Textauszug:
◇ ◇ ◇ ◇

Auffälligkeiten und „Symptome“ bei Kindern nach Trennung und Scheidung der Eltern

Nach einer Trennung oder Scheidung geht es zur Sache – jedes Möbelstück wird verrückt, da dürfen doch auch die Kinder mal ein wenig verrückt sein …
Und das sind sie in dieser Situation: im wahrsten Sinne des Wortes sind sie „verrückt“ = sie befinden sich an einem anderen Platz als dem, auf den sie gehören.
Dies sind sie sowohl gefühlsmäßig als auch in ihrem ganzen Sein und Tun. Kinder fühlen sich wackelig und unsicher, sie sind sehr traurig und verwirrt. Manchmal sind sie auch sehr wütend und ganz oft ist ihnen zum Weinen zumute und sie wollen einfach nur in den Arm genommen werden … dann sind sie wieder ganz klein und hilfsbedürftig …

Gefühle fahren Achterbahn und zeigen sich im Verhalten

Alle diese Gefühle sind „normal“ und alle diese Gefühle zeigen sich in Verhaltensweisen oder sogenannten „Symptomen“, die Kindern helfen, in dieser schwierigen Zeit zurecht zu kommen.
Das kann die reinste Achterbahnfahrt sein – sowohl für die Kinder selbst als auch für die Menschen, die sie erleben.

◇ ◇ ◇ ◇

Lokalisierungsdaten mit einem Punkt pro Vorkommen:
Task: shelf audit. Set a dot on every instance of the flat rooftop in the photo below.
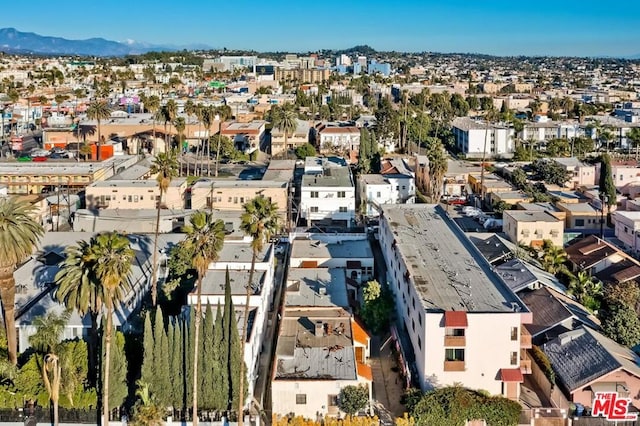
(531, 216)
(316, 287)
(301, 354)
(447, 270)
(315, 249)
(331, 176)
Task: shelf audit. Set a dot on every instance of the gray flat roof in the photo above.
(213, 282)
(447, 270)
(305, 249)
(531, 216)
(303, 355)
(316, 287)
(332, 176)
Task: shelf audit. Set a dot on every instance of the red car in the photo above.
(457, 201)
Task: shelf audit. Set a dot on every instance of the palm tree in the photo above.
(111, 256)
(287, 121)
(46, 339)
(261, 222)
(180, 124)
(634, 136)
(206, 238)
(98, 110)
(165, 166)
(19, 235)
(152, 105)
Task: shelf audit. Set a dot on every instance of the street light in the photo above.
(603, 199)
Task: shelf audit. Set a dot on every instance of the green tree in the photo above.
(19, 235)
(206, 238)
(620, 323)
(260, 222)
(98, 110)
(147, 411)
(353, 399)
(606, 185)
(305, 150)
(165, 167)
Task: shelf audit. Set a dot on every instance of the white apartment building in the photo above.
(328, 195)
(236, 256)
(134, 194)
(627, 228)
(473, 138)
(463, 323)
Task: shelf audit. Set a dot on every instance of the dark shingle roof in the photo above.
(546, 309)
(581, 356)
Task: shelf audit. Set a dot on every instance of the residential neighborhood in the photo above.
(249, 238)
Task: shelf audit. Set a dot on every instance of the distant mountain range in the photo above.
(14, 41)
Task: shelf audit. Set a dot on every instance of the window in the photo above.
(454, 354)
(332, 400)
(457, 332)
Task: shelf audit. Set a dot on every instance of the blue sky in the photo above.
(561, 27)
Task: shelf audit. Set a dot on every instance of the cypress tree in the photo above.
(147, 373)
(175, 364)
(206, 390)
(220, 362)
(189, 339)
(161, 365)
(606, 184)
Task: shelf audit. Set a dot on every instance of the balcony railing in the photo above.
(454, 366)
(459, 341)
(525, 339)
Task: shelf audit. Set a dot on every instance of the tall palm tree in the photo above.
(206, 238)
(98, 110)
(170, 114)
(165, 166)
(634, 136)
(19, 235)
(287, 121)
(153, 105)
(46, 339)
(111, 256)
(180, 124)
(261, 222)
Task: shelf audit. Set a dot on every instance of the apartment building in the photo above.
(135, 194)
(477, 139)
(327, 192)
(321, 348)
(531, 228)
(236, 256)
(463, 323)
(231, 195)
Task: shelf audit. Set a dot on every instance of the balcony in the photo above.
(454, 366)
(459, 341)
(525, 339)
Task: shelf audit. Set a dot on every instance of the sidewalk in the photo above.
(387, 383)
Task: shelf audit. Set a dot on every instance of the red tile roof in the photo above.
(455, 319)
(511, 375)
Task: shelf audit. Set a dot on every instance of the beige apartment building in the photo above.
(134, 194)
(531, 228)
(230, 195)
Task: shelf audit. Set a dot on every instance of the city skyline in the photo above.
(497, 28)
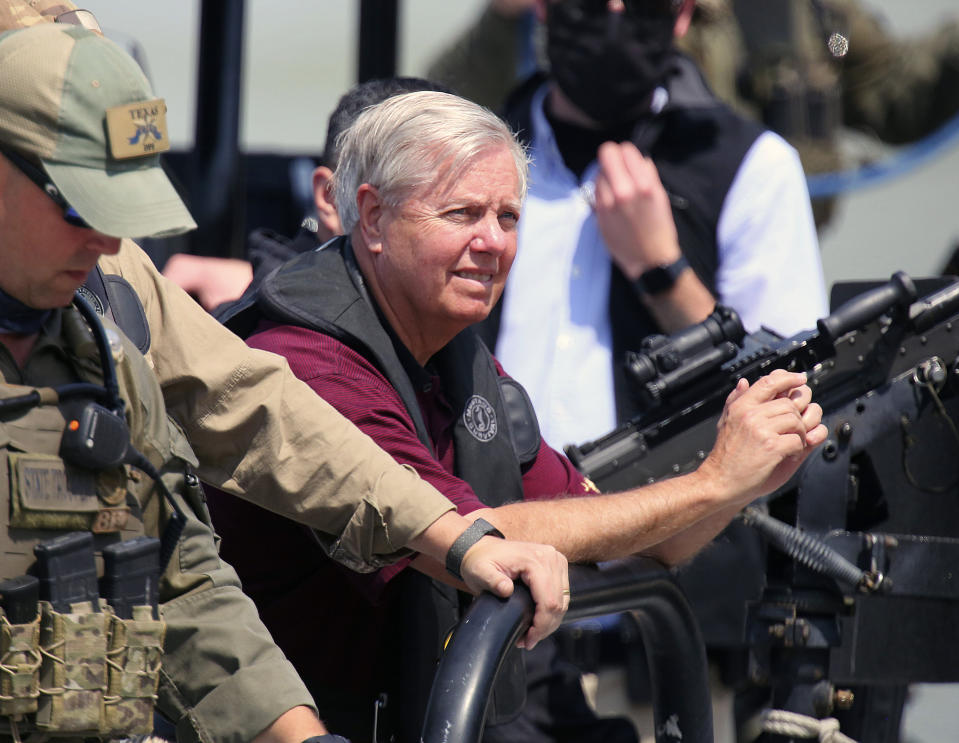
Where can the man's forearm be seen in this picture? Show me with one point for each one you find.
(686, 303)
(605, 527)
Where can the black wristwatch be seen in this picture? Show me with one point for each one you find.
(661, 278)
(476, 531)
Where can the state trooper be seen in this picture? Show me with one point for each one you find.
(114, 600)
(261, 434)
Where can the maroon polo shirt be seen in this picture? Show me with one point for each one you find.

◇ ◇ ◇ ◇

Was heißt es laut dem Textauszug, dass Kinder nach der Trennung „im wahrsten Sinne des Wortes“ verrückt sind? Die Datensätze braucht man hier nicht.

Sie befinden sich an einem anderen Platz als dem, auf den sie gehören.